[Text]
Ablenkung von Mauthausen und Fahnen-Debatte

Da das Modul aber noch nicht fertiggestellt ist und der Pressetermin auch für Landau relativ überraschend kam, liegt die Vermutung nahe, dass die Kritik am Mauthausen-Fernbleiben bzw. der Debatte über die Israel-Fahne auf dem Dach des Bundeskanzleramts der Grund für den Medientermin sein könnten.

Antisemitismus ist auch derzeit bereits Teil der Polizeiausbildung, so besuchen die angehenden Polizeibeamten im Rahmen der Ausbildung die Gedenkstätte im ehemaligen Konzentrationslager Mauthausen. Künftig soll es zusätzlich acht Einheiten, zur Hälfte online, geben, die sich auf verschiedene Arten mit dem Thema Antisemitismus auseinandersetzen, wie Landau erklärt. Der Lehrer hat selbst einen jüdischen Vater, Landaus Bruder ist Caritas-Präsident und katholischer Priester. Weil er bereits für Schulen ein ähnliches Angebot ausgearbeitet hat, wurde Landau vom Innenministerium kontaktiert.

Gruppenbezogene Menschenfeindlichkeit

Landau ist wichtig zu betonen, dass es – obwohl im Modul explizit Antisemitismus das Thema ist – generell darum gehen muss, gruppenbezogene Menschenfeindlichkeit zu bekämpfen. Wenn man für Antisemitismus sensibilisiert werde, dann behandle man die anderen Abwertungen – Rassismus, Homophobie, Islamfeindlichkeit zum Beispiel – mit. Aus Studien wisse man, dass Antisemitismus ganz selten isoliert auftritt. Bei den Modulen gehe es darum sich zu öffnen, zu weiten und Menschen nicht wegen eines Merkmals abzuwerten.

[Aufgaben]
1. Gib den Text über das Antisemitismus-Modul in der Polizeiausbildung vollständig und wortgetreu wieder.
2. Liste jede Zeile der Datensätze vollständig auf, in der die Zeichenfolge „baseboard“ vorkommt. Groß- und Kleinschreibung ist dabei zu beachten.
Der Text und die Datensätze sind voneinander unabhängiges Material.

[Material]
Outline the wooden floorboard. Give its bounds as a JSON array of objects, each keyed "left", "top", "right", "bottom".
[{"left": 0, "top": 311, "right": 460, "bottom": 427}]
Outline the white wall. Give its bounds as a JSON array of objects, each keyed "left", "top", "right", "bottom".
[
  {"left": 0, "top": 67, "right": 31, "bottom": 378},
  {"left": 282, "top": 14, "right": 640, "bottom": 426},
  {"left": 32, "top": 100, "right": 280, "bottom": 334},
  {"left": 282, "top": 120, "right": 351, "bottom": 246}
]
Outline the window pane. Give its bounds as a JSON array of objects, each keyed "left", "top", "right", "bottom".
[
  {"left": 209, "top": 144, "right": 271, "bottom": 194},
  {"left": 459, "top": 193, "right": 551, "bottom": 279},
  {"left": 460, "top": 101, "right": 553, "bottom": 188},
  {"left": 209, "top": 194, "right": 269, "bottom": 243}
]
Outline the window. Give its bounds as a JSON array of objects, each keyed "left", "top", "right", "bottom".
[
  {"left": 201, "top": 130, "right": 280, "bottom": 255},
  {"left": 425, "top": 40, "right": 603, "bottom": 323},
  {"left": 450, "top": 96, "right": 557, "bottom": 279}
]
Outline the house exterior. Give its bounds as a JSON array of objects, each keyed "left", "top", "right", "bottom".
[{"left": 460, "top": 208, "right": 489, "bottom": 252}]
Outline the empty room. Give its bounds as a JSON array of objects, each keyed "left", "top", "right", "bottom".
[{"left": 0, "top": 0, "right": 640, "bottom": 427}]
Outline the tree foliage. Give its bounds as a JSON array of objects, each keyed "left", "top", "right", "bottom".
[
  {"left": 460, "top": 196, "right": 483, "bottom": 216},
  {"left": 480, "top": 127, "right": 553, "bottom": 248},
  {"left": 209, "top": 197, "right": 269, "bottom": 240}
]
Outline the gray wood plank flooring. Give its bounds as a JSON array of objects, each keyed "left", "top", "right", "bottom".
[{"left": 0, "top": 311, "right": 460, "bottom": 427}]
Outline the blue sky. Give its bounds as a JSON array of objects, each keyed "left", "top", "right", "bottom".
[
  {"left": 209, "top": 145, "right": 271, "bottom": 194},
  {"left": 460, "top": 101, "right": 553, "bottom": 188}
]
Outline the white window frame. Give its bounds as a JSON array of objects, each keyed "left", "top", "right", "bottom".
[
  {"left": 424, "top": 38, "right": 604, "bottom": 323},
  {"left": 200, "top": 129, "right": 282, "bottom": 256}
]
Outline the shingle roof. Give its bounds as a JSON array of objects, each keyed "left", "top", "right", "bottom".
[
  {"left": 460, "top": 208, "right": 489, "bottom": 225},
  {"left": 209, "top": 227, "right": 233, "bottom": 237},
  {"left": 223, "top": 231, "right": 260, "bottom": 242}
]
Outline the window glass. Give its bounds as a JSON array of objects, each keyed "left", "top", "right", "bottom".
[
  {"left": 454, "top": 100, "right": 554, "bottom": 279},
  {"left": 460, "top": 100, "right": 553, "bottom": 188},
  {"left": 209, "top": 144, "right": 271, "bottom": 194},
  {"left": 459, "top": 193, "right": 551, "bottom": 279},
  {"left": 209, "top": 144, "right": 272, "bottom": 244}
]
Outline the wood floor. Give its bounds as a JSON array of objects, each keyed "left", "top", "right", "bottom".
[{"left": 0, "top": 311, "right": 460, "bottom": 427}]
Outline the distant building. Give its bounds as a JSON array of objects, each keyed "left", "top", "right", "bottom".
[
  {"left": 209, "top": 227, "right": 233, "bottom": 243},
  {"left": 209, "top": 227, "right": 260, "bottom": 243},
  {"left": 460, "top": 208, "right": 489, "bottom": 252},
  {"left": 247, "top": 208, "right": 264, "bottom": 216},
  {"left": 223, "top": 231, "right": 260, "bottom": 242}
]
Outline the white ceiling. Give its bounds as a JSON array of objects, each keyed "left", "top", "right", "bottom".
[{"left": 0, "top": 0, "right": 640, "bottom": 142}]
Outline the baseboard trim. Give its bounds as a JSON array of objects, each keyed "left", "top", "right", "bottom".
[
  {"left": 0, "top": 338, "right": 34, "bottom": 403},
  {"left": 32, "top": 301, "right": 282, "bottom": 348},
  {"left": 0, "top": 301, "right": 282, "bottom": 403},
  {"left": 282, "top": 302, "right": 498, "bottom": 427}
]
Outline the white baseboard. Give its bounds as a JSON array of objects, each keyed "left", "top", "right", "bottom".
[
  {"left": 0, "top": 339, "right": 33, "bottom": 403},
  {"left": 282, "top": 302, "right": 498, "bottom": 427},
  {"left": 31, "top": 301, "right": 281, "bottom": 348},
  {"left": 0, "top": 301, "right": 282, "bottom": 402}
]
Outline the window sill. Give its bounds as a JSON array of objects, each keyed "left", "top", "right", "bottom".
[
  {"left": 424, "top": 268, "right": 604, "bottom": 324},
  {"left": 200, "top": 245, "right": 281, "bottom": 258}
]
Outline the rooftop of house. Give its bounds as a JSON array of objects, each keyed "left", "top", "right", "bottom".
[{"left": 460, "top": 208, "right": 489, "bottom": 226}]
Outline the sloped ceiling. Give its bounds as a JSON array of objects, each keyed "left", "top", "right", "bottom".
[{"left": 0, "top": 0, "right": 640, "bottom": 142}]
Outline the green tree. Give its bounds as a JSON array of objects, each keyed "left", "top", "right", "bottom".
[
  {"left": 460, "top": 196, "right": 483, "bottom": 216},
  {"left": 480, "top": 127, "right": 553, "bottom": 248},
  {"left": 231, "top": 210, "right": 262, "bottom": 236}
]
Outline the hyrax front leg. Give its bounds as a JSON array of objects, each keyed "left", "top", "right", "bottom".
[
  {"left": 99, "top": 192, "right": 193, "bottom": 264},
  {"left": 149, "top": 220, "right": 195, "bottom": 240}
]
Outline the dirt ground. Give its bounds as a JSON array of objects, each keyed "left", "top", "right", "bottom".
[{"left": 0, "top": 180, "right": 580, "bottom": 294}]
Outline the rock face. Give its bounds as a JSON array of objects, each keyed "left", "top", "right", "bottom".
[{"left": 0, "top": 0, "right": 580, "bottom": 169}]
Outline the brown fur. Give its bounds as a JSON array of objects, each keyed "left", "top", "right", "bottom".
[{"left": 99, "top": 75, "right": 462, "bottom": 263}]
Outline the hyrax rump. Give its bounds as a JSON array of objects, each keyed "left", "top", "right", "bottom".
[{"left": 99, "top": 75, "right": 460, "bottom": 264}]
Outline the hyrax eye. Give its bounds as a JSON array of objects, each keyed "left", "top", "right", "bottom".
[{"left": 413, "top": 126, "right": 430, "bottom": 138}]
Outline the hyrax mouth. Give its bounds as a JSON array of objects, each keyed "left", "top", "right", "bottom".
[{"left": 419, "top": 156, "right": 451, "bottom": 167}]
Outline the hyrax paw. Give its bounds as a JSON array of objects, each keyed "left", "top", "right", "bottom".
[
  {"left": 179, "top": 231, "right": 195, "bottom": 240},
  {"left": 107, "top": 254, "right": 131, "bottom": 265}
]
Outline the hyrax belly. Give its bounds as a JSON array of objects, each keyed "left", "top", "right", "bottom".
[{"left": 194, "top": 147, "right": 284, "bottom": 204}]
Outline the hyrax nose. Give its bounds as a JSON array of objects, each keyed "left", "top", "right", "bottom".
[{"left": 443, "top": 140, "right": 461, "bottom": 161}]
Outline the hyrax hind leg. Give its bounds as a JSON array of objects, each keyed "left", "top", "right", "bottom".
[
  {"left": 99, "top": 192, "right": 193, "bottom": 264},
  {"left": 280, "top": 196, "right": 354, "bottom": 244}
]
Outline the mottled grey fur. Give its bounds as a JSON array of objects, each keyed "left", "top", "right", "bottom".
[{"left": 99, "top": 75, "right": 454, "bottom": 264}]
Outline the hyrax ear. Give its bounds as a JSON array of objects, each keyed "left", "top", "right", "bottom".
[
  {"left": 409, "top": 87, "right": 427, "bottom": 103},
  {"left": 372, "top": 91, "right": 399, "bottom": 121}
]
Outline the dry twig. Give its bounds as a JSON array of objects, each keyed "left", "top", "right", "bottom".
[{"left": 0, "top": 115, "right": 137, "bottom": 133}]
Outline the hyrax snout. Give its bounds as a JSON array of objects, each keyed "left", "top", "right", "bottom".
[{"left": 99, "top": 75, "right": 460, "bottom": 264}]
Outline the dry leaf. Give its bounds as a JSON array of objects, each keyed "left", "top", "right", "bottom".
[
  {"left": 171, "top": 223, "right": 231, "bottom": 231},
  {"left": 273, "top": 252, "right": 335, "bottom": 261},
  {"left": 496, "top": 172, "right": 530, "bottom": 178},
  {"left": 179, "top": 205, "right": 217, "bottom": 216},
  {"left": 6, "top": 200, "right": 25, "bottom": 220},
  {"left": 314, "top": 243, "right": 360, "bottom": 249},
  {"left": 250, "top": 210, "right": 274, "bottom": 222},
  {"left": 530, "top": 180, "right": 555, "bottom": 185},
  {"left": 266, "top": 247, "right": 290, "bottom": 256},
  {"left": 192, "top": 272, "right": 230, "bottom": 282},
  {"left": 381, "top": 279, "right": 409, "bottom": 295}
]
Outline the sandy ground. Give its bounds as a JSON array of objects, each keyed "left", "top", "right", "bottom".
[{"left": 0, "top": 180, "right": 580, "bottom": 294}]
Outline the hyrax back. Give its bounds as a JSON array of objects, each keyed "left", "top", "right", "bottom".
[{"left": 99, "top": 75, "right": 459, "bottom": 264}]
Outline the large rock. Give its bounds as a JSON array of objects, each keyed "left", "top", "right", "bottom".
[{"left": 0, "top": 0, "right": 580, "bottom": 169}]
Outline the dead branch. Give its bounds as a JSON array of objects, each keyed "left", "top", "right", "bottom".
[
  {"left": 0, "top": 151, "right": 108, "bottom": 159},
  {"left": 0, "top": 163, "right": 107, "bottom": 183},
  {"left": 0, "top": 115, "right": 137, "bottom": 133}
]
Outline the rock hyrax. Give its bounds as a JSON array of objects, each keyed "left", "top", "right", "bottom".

[Lösungen]
1.
Ablenkung von Mauthausen und Fahnen-Debatte

Da das Modul aber noch nicht fertiggestellt ist und der Pressetermin auch für Landau relativ überraschend kam, liegt die Vermutung nahe, dass die Kritik am Mauthausen-Fernbleiben bzw. der Debatte über die Israel-Fahne auf dem Dach des Bundeskanzleramts der Grund für den Medientermin sein könnten.

Antisemitismus ist auch derzeit bereits Teil der Polizeiausbildung, so besuchen die angehenden Polizeibeamten im Rahmen der Ausbildung die Gedenkstätte im ehemaligen Konzentrationslager Mauthausen. Künftig soll es zusätzlich acht Einheiten, zur Hälfte online, geben, die sich auf verschiedene Arten mit dem Thema Antisemitismus auseinandersetzen, wie Landau erklärt. Der Lehrer hat selbst einen jüdischen Vater, Landaus Bruder ist Caritas-Präsident und katholischer Priester. Weil er bereits für Schulen ein ähnliches Angebot ausgearbeitet hat, wurde Landau vom Innenministerium kontaktiert.

Gruppenbezogene Menschenfeindlichkeit

Landau ist wichtig zu betonen, dass es – obwohl im Modul explizit Antisemitismus das Thema ist – generell darum gehen muss, gruppenbezogene Menschenfeindlichkeit zu bekämpfen. Wenn man für Antisemitismus sensibilisiert werde, dann behandle man die anderen Abwertungen – Rassismus, Homophobie, Islamfeindlichkeit zum Beispiel – mit. Aus Studien wisse man, dass Antisemitismus ganz selten isoliert auftritt. Bei den Modulen gehe es darum sich zu öffnen, zu weiten und Menschen nicht wegen eines Merkmals abzuwerten.

2.
Outline the baseboard trim. Give its bounds as a JSON array of objects, each keyed "left", "top", "right", "bottom".
Outline the white baseboard. Give its bounds as a JSON array of objects, each keyed "left", "top", "right", "bottom".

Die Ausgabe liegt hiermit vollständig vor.